→ DIRECTION: Turn everything from the line containing "lower basin of fountain in the given photograph." down to the end of the records into a two-column CSV with the headers request and answer. Give one row per record, put each field in double quotes, and replace every line break inside a field with a space.

→ INPUT RECORDS:
□ □ □

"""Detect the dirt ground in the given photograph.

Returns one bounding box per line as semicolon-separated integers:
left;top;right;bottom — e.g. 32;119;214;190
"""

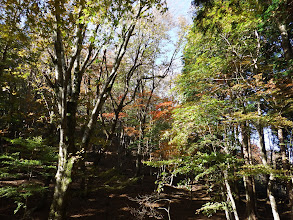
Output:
0;151;289;220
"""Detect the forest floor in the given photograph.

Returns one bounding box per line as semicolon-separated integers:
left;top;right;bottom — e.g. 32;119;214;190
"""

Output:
0;150;289;220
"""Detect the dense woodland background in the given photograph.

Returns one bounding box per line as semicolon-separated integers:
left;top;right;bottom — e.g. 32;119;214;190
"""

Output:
0;0;293;220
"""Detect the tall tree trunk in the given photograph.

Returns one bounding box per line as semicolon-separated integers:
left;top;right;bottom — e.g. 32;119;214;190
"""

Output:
278;22;293;61
278;128;293;220
256;124;280;220
255;103;280;220
241;122;257;220
224;170;239;220
49;123;75;220
136;120;143;176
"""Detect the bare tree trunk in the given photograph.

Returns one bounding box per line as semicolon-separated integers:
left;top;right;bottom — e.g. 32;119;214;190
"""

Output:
241;123;257;220
224;170;239;220
278;128;293;220
256;103;280;220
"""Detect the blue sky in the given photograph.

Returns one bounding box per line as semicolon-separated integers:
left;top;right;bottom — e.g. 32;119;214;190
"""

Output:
167;0;191;20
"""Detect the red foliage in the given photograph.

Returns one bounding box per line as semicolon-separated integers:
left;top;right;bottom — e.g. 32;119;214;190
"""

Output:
102;112;127;119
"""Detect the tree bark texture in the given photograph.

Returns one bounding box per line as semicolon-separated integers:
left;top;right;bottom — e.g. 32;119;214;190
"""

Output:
241;122;257;220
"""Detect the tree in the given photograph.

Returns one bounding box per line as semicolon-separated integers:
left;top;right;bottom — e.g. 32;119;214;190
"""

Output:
24;0;168;219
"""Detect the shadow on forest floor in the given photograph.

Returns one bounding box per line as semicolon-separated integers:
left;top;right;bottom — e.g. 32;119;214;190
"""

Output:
0;150;289;220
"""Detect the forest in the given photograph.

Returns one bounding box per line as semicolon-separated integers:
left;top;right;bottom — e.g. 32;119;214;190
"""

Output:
0;0;293;220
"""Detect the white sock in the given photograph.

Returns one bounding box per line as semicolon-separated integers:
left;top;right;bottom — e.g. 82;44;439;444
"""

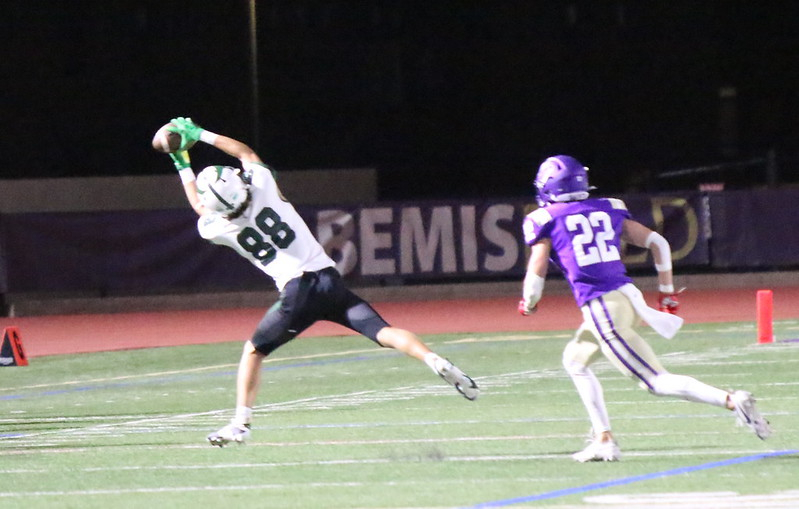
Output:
424;352;446;373
232;406;252;426
566;364;610;436
650;373;729;408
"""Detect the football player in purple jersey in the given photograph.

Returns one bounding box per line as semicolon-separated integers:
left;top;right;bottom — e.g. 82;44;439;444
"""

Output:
519;155;771;462
160;117;480;447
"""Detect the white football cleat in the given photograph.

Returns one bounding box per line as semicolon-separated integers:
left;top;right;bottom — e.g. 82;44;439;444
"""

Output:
730;391;771;440
205;422;250;447
436;358;480;401
572;440;621;463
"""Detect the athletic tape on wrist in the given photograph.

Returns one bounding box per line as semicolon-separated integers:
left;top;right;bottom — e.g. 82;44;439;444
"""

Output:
200;130;219;145
178;167;196;184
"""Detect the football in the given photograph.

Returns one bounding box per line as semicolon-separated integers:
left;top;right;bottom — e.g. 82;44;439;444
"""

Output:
153;123;194;154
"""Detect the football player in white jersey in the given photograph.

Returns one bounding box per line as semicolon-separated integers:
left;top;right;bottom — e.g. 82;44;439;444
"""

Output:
162;117;479;447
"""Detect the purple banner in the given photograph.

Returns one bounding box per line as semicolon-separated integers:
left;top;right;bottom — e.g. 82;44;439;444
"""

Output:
0;193;710;294
710;189;799;269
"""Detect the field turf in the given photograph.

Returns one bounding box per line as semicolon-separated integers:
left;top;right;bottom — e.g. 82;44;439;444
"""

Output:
0;320;799;509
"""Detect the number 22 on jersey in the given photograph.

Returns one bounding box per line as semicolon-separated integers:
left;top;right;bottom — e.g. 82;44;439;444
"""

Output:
566;210;621;267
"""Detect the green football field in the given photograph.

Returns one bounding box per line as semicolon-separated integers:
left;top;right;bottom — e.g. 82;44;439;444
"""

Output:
0;320;799;509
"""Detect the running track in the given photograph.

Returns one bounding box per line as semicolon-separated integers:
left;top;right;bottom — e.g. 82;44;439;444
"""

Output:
0;287;799;358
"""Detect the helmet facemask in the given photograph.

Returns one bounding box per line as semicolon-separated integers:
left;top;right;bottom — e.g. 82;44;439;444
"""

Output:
534;155;594;207
197;166;250;218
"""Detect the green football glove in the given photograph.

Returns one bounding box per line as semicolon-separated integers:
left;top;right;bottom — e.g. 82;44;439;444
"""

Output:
169;117;205;151
169;150;191;171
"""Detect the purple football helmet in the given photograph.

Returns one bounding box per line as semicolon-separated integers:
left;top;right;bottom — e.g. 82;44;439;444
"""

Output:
535;155;593;207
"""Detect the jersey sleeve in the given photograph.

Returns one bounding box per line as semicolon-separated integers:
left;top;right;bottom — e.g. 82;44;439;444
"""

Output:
522;208;552;246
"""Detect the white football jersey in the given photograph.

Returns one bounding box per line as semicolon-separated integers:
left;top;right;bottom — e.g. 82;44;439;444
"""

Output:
202;163;336;290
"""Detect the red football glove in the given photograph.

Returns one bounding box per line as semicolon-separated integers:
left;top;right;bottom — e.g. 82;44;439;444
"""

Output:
658;288;685;315
516;299;538;316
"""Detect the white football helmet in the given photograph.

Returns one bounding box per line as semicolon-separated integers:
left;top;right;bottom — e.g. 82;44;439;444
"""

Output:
197;166;250;215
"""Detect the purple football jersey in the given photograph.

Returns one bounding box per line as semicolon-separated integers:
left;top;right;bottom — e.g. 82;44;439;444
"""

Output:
523;198;632;306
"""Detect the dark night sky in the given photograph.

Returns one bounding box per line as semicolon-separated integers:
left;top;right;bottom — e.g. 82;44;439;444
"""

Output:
0;0;799;199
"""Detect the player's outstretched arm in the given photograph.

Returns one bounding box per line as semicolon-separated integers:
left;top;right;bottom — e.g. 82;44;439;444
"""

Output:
622;219;684;314
518;239;552;316
171;117;262;163
169;150;207;215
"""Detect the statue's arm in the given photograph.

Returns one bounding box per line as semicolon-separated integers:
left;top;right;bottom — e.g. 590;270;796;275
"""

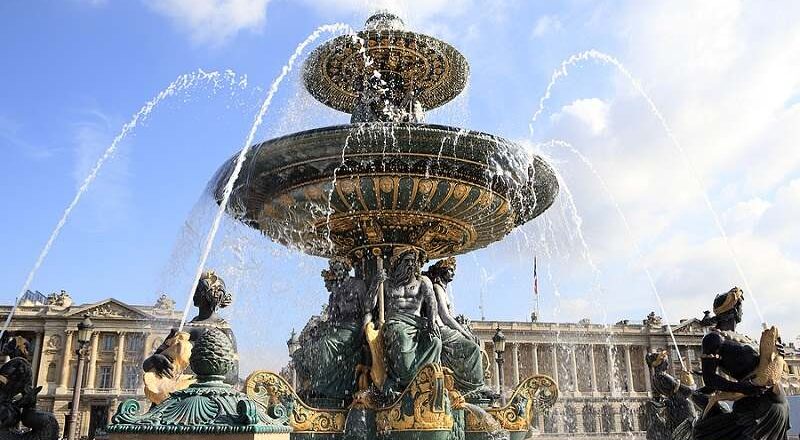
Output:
701;333;762;395
419;275;441;337
355;280;378;328
433;284;472;339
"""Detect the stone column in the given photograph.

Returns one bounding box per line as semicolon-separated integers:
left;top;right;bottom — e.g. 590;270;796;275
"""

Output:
641;346;653;393
625;345;635;394
86;332;100;389
589;344;597;393
606;345;619;396
31;333;44;387
569;345;581;394
58;330;75;388
114;332;125;390
550;344;558;385
511;342;519;387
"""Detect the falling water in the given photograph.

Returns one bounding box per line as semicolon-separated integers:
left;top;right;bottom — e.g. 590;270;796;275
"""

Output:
180;23;354;330
0;70;247;339
528;49;766;327
541;139;686;370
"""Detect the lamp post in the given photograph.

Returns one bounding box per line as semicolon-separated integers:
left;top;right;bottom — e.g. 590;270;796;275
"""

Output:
286;329;300;390
492;326;506;406
64;315;94;440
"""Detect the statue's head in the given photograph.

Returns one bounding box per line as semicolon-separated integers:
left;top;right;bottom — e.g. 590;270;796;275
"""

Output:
194;270;233;310
646;350;669;372
389;246;425;284
2;336;31;359
425;257;456;284
714;287;744;323
321;257;353;292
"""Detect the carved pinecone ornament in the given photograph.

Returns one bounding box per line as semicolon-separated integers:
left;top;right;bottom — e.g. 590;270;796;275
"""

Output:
189;328;235;376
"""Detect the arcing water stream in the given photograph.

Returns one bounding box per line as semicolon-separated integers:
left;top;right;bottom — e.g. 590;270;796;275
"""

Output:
528;49;766;327
179;23;355;330
540;139;686;370
0;70;247;340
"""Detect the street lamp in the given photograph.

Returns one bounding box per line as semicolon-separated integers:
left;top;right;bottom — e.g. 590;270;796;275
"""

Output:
492;326;506;406
286;329;300;390
65;315;94;440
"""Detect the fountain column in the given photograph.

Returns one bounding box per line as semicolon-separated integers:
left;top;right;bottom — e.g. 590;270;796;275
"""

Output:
569;345;581;395
625;345;635;394
114;332;125;390
31;333;44;386
589;344;597;393
606;344;618;396
58;330;75;389
641;346;653;393
86;332;100;388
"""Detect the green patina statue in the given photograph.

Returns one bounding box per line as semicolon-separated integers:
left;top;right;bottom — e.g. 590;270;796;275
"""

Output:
108;328;290;437
424;257;491;394
376;247;442;392
292;258;376;406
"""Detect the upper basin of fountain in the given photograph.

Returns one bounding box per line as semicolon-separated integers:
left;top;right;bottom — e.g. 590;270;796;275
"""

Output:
303;12;469;113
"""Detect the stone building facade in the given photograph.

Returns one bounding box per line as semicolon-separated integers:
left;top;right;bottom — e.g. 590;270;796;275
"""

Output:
0;291;181;438
471;313;800;439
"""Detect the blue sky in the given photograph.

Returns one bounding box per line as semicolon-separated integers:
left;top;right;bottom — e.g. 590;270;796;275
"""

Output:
0;0;800;368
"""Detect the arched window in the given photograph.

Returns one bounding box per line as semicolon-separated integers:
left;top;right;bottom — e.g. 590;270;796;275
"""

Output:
564;406;578;434
600;405;614;432
47;362;56;382
620;405;633;432
583;405;597;432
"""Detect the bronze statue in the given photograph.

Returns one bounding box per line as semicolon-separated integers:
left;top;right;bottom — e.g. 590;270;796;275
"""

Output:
0;336;59;440
694;287;789;440
292;258;375;404
646;351;708;440
424;257;485;394
143;270;239;403
376;246;442;391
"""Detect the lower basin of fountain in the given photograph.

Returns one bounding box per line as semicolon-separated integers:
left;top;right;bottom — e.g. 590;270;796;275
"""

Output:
212;122;558;258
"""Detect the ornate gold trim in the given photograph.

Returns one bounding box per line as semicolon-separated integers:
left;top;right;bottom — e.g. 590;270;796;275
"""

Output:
375;364;454;433
486;375;558;431
244;370;347;434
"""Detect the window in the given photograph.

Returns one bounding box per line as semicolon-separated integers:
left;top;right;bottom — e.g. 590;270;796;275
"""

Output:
564;406;578;434
600;405;614;432
583;405;597;432
47;362;56;382
125;334;144;353
97;365;114;390
100;333;117;351
122;365;139;390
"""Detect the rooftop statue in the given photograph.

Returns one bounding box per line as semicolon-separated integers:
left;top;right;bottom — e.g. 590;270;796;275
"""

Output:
0;336;59;440
694;287;789;440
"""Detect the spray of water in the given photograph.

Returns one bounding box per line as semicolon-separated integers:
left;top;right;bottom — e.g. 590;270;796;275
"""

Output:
528;49;766;327
541;139;686;370
0;70;247;339
180;23;354;330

□ □ □

→ EXERCISE ANSWER:
request,answer
"""""""Detect the lower basin of fountain in the given photograph. Returns one bounding box per line as semicolon-separated integers: left;top;right;bottom — e.g. 590;270;796;275 """""" Output:","212;122;558;258"
"""""""Detect the ornate gold trim in the given photograph. Returns one bounding box per line as semicolon-separated integers: left;top;right;bottom — e.g. 590;270;796;275 """""" Output:","375;364;454;433 486;375;558;431 244;370;347;434"
"""""""Detect the window in the given photograph. Returns one bounding box per line as semicolon-separated integers: left;top;right;bottom — e.g. 590;270;796;275 """""" Output:","564;406;578;434 600;405;614;432 583;405;597;432 47;362;56;382 125;334;144;353 97;365;114;390 100;333;117;351 122;365;139;390"
"""""""Detect the rooftop statue in the given photograph. Returns one bounding box per line as semicolon-separated integers: left;top;right;bottom — e.g. 590;270;796;275 """""" Output:","0;336;59;440 694;287;789;440"
"""""""Detect the spray of water in the given photograph. Returns one bounding box per line as semicolon-separated integers: left;top;right;bottom — e.g. 590;270;796;275 """""" Output:","528;49;766;327 541;139;686;370 0;70;247;339 180;23;354;330"